GIVEN TEXT:
= Beginning of Section =

In the Wehrmacht camp at Lillehammer a group of 35 German experts on signals intelligence were gathered. They had been working on the Eastern Front against Soviet forces and had an archive and extensive knowledge about Soviet affairs. This was knowledge the Western Allies, and especially the Americans, wanted and that probably also were of use during the Cold War.

In cooperation with the American intelligence organisation Office of Strategic Services (OSS) and with knowledge and support from the Norwegian legation in Stockholm agents for the Swedish intelligence organisation C-byrån traveled together with two Norwegian intelligence specialists to Lillehammer on May 9 and 10, 1945. The German group of experts were taken out of the camp and transported to Sweden. After a few weeks in Sweden they were on June 12 flown from Torslanda Airport close to Gothenburg to US occupied Germany and were interned in an American military camp at Wiesbaden.

The transfer to Sweden of the German experts at Lillehammer, that OSS called Operation Claw, was directed from the highest level. From the U.S. side the leader of OSS, Major General William J. Donovan was involved, from the Swedish side the chief of the Defense Staff, Major General Carl August Ehrensvärd. The famous Swedish police director Harry Söderman was also involved from the Swedish side.

==British–Norwegian raid of June 1945==

More than a month after the German capitulation, a British led search supported by Norwegian personnel was executed in order to find people from Gestapo and other German key personnel that tried to hide among ordinary soldiers in German military camps. The search force that Kai Holst and other Norwegians were assisting were soon aware of that a number of German key personnel had been removed in the Swedish–American operation a month earlier.

= End of Section =

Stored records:

= Beginning of Section =

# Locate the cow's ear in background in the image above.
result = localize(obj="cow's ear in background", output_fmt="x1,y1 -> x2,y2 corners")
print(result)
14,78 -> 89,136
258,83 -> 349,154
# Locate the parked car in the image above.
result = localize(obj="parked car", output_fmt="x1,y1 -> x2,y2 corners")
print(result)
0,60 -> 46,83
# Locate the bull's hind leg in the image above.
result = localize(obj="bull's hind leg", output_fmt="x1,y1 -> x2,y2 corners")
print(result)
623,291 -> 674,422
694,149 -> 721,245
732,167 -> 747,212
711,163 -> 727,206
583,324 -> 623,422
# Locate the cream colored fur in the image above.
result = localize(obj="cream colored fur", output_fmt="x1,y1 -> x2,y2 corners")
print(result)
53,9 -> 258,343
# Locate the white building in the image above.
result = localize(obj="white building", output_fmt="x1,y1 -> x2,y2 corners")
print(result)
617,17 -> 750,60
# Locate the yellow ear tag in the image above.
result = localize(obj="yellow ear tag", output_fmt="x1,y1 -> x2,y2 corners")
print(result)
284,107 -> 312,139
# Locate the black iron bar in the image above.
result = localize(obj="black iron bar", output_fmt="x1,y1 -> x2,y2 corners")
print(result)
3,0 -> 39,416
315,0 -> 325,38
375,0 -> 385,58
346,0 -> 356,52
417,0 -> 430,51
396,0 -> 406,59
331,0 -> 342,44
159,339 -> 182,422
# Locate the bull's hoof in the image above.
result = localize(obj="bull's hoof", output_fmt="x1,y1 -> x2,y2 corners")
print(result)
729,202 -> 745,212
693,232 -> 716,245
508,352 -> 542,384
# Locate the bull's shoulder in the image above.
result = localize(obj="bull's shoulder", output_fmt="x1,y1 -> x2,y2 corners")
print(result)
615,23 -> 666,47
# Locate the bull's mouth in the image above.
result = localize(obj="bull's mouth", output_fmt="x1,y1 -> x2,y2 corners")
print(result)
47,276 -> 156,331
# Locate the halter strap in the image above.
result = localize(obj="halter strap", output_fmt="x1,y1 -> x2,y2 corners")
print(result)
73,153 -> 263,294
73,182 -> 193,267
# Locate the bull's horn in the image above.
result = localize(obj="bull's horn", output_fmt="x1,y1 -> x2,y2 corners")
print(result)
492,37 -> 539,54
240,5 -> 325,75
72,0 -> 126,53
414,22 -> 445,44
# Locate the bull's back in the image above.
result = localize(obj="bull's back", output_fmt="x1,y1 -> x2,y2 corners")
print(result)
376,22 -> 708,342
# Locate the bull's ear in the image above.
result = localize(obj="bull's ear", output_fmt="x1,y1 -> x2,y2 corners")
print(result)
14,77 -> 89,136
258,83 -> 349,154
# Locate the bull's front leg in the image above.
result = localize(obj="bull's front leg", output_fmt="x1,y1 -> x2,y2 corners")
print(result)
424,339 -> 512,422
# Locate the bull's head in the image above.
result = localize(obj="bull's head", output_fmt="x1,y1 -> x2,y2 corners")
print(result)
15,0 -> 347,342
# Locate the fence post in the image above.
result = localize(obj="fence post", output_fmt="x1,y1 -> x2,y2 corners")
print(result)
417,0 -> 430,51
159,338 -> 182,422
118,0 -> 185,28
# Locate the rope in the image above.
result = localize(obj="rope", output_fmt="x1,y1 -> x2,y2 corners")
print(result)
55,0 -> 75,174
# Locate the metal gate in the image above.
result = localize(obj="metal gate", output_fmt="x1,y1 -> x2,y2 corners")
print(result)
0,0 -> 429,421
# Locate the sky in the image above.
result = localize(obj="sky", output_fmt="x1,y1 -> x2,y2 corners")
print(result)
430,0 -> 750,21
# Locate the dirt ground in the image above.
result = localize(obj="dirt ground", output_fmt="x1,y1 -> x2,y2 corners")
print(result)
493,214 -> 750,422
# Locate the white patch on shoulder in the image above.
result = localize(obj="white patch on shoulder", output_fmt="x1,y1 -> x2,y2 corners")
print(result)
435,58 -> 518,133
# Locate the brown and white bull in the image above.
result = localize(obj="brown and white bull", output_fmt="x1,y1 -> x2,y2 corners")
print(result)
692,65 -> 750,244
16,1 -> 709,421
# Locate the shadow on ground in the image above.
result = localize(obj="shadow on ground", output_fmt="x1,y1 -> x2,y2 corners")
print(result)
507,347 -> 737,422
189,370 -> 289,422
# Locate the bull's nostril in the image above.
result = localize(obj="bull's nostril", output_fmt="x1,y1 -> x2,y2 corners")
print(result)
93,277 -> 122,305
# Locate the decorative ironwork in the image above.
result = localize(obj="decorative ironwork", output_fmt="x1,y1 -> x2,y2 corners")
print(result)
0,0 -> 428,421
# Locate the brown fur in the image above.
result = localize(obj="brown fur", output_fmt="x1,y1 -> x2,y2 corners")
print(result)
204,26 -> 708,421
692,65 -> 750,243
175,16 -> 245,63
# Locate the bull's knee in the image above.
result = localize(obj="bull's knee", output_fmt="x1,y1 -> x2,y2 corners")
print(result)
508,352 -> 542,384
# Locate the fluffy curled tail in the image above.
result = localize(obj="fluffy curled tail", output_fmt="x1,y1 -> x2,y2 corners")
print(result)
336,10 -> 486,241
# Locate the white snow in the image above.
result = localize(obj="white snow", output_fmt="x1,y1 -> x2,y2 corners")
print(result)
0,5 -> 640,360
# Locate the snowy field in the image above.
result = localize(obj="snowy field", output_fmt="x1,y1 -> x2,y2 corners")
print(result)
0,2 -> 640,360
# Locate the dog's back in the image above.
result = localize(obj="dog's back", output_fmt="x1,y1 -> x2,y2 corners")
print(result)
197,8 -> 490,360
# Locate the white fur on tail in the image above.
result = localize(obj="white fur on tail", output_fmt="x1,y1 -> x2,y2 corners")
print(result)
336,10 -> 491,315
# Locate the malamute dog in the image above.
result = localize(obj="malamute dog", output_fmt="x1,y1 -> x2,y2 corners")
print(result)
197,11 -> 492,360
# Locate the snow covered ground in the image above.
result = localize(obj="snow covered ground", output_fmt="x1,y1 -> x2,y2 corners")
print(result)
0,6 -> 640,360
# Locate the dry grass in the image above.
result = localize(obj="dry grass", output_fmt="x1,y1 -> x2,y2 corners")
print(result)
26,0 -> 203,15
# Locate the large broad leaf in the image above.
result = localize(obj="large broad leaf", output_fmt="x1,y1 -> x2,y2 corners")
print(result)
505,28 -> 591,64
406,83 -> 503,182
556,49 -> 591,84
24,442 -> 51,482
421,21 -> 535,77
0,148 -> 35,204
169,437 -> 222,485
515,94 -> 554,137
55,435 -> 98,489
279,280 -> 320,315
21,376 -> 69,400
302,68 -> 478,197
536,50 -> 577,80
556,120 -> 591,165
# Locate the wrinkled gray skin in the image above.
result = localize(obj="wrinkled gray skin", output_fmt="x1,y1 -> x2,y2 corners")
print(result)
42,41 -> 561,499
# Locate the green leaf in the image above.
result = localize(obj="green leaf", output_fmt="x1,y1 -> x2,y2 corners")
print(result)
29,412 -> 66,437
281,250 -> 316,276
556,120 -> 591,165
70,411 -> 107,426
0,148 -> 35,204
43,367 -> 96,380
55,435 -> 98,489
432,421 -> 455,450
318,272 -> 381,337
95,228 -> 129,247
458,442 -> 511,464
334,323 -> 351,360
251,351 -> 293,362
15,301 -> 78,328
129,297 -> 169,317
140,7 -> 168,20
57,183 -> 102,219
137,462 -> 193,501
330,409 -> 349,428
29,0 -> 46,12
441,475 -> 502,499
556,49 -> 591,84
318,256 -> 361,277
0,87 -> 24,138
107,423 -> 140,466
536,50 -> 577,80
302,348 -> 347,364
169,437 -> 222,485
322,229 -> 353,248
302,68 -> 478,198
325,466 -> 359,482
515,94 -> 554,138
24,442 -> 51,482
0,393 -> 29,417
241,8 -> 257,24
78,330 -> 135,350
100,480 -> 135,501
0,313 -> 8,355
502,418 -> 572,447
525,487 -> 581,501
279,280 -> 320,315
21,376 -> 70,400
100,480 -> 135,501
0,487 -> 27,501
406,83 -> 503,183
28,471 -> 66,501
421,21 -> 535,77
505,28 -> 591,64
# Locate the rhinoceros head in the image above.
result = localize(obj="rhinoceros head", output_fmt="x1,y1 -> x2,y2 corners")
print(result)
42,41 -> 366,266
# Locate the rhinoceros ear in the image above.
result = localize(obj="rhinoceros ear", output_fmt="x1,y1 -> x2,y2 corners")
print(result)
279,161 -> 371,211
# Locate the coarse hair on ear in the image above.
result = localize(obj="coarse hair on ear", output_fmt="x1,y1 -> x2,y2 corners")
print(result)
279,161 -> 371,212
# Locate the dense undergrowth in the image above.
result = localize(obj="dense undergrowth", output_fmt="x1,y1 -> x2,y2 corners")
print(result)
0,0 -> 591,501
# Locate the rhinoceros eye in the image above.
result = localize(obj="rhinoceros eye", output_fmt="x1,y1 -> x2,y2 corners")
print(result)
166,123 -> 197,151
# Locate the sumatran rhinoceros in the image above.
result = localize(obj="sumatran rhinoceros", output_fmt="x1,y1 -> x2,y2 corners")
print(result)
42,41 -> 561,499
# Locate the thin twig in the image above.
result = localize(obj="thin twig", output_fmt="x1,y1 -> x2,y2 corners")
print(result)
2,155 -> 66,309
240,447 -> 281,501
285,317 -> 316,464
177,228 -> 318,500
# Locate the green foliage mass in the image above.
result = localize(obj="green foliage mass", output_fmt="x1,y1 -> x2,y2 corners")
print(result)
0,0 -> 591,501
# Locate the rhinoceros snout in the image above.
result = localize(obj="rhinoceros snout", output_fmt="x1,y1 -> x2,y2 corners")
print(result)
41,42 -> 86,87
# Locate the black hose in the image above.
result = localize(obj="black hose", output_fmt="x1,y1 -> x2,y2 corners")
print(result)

= End of Section =

WORK REQUIRED: Continue the text about the German signals intelligence experts at Lillehammer, picking up right after its final sentence.

RESULT OF THIS EXERCISE:
Kai Holst had been working at the military office number 4 (Mi4) at the Norwegian legation in Stockholm, and after the search he unexpectedly traveled right back to Stockholm. The next day he was found shot at the top of the staircase in an apartment building at Rindögatan 42 on Gärdet. The official cause of death was stated as suicide, but neither Holst's family nor many of his colleagues from the resistance movement have accepted this and are of the opinion that he was liquidated. The historian Tore Pryser has put forward the hypothesis that Holst brought with him information from Lillehammer that could damage Operation Claw and thus was killed. To be able to damage the operation Kai Holst can not have been trusted as others were. He must have been considered a threat due to his contact with Alexandra Kollontaj who was ambassador in Stockholm representing Soviet Union. A possible reason for a murder of Kai Holst was thus not his knowledge as such but his connections.

== Aftermath ==
Operation Claw was the beginning of the postwar era cooperation between Swedish and US intelligence services, in violation of Sweden's officially stated neutrality. From the American side the operation was viewed as a great success and the responsible within OSS, William T. Carlson and Joseph T. Kloman, were both honored with decorations where the operation specifically were mentioned. For the Swedish C-byrån Operation Claw quickly became toxic. Even though the operation was to be kept confidential, information leaked to the Swedish press and C-byrån were dissolved in February 1946.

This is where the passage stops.